* SET EXERCISE 1 *
From the DNS zone file excerpt, extract everything from "TABLE 4. Sample" down to "# (date format)".
* SET EXERCISE 2 *
In the DNS zone file excerpt, what refresh value does the SOA record in the sample foo.com.rev file give?
* SET EXERCISE 3 *
Write what follows the last line of the DNS zone file excerpt.

* SOURCE EXTRACT *
▼
The foo.com.zone file (Table 3) contains information about the foo.com domain, including name lookup, mail exchange, and name server information. Specific resource records of note include:

 
TABLE 4. Sample foo.com.rev file.
; Start of Authority (SOA) record

210.168.192.in-addr.arpa. IN SOA dns.foo.com. dnsowner.foo.com.

                         (19960105   ; serial # (date format)

                             10800   ; refresh (3 hours)

                              3600   ; retry (1 hour)

                            604800   ; expire (1 week)

                             86400)  ; minimum TTL (1 day)



; Name Server (NS) records.

210.168.192.in-addr.arpa.  IN NS   dns.foo.com.

                           IN NS   dns2.foo.com.
▲
* RECORDS *
▼
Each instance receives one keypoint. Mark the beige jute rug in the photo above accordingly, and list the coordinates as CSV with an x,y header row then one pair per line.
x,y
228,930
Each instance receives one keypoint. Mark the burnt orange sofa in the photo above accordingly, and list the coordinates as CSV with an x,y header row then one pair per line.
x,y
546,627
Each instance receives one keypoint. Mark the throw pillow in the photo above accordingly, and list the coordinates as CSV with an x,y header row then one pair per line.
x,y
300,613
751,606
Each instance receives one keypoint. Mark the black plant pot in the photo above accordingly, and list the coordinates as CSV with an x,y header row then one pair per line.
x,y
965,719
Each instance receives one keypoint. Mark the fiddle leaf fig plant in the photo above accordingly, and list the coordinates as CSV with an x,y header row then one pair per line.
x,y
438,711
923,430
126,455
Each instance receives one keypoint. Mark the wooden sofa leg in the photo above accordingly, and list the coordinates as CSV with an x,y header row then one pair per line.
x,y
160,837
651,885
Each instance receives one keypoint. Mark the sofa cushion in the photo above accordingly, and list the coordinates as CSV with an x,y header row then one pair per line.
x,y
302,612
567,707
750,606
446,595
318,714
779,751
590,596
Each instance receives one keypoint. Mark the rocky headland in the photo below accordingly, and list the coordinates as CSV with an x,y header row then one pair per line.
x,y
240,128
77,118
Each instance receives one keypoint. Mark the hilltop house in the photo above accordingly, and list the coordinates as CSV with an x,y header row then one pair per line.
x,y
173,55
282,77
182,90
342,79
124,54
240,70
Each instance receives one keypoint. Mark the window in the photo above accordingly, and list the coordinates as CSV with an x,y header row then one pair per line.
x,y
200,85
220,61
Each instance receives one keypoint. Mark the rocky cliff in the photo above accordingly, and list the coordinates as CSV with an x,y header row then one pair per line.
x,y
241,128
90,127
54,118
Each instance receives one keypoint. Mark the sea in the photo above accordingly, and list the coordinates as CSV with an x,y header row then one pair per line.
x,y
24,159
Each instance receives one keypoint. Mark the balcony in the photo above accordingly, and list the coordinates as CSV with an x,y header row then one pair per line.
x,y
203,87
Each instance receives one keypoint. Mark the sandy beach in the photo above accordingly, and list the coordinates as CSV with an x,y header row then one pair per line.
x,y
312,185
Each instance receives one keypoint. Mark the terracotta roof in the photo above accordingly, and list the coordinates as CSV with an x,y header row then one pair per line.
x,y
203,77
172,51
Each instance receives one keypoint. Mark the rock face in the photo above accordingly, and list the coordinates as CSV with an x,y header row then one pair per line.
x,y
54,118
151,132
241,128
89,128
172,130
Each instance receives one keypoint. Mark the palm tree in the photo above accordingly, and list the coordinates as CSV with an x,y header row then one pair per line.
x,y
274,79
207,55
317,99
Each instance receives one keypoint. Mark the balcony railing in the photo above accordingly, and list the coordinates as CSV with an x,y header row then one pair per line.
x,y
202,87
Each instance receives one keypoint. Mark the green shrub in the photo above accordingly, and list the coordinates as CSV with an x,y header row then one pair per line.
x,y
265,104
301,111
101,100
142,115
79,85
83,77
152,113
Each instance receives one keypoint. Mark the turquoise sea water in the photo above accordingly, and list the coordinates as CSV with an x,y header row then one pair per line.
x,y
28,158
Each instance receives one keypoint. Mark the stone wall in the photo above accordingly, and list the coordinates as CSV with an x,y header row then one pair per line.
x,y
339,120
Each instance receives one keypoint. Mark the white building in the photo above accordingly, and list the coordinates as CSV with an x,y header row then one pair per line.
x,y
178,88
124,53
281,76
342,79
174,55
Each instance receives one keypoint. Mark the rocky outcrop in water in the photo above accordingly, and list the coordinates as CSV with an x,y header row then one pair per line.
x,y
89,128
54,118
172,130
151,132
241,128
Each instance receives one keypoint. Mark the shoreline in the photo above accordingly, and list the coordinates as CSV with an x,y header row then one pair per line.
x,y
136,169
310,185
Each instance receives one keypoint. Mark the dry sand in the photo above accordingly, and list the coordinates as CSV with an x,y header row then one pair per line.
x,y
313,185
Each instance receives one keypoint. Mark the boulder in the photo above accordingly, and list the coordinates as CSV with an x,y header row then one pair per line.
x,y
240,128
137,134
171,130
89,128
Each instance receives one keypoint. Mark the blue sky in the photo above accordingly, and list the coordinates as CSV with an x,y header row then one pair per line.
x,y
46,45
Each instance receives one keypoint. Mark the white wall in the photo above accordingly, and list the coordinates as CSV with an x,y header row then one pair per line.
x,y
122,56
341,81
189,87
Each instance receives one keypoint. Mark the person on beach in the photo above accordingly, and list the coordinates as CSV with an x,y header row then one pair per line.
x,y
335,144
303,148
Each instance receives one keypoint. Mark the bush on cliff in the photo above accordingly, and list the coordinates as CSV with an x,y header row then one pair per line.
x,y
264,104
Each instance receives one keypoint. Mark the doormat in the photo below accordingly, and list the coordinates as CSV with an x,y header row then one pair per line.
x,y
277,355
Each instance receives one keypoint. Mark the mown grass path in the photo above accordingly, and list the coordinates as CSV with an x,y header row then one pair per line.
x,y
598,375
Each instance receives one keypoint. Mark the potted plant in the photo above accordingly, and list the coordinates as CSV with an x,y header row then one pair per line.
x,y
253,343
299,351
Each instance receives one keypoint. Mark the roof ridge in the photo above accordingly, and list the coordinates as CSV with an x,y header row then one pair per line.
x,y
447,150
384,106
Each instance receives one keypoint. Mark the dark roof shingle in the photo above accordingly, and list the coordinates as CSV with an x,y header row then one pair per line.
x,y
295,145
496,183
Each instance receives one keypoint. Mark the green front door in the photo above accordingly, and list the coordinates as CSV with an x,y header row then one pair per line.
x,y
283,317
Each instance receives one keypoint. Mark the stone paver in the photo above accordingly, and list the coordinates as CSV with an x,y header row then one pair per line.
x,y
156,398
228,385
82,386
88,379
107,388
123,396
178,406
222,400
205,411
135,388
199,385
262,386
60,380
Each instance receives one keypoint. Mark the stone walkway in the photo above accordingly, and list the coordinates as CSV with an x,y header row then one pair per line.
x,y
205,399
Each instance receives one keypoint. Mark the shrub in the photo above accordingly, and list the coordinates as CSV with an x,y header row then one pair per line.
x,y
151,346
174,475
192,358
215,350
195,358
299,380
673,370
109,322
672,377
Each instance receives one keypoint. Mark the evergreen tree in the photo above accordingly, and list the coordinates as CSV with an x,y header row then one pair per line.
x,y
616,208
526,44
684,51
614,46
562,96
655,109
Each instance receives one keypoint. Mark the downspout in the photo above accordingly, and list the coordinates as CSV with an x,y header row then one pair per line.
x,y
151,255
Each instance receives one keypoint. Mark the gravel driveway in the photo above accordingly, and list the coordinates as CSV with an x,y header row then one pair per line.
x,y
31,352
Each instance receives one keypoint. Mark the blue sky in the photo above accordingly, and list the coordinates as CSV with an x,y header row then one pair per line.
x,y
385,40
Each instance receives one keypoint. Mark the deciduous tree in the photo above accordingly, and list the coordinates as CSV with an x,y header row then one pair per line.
▲
* WRITTEN REPLY 1 *
TABLE 4. Sample foo.com.rev file.
; Start of Authority (SOA) record

210.168.192.in-addr.arpa. IN SOA dns.foo.com. dnsowner.foo.com.

                         (19960105   ; serial # (date format)

* WRITTEN REPLY 2 *
10800, which is 3 hours.

* WRITTEN REPLY 3 *
; Addresses point to canonical names (PTR) for reverse lookups

1.210.168.192.in-addr.arpa.    IN PTR    router.foo.com.

2.210.168.192.in-addr.arpa.    IN PTR    dns.foo.com.

3.210.168.192.in-addr.arpa.    IN PTR    mail2.foo.com.

4.210.168.192.in-addr.arpa.    IN PTR    mail.foo.com.

5.210.168.192.in-addr.arpa.    IN PTR    pc1.foo.com.

6.210.168.192.in-addr.arpa.    IN PTR    pc2.foo.com.
 

Reverse lookups are handled by the database file for the IP address domain. The records and their formats are essentially the same as above, except that PTR records are used instead of A records. PTR records contain a host name to associate with the IP address that is in the first field of the record. The foo.com.rev file that corresponds to the FOO.COM network is listed in Table 4.

TABLE 5. Sample localhost.zone file.
localhost.              IN SOA  dns.foo.com.  dnsowner.foo.com. (

                        19950910   ; serial # (date format)

                           10800   ; refresh (3 hours)

                            3600   ; retry (1 hour)

                          604800   ; expire (1 week)

                           86400)  ; minimum TTL (1 day)



localhost.                IN NS   dns.foo.com.

                          IN NS   dns2.foo.com.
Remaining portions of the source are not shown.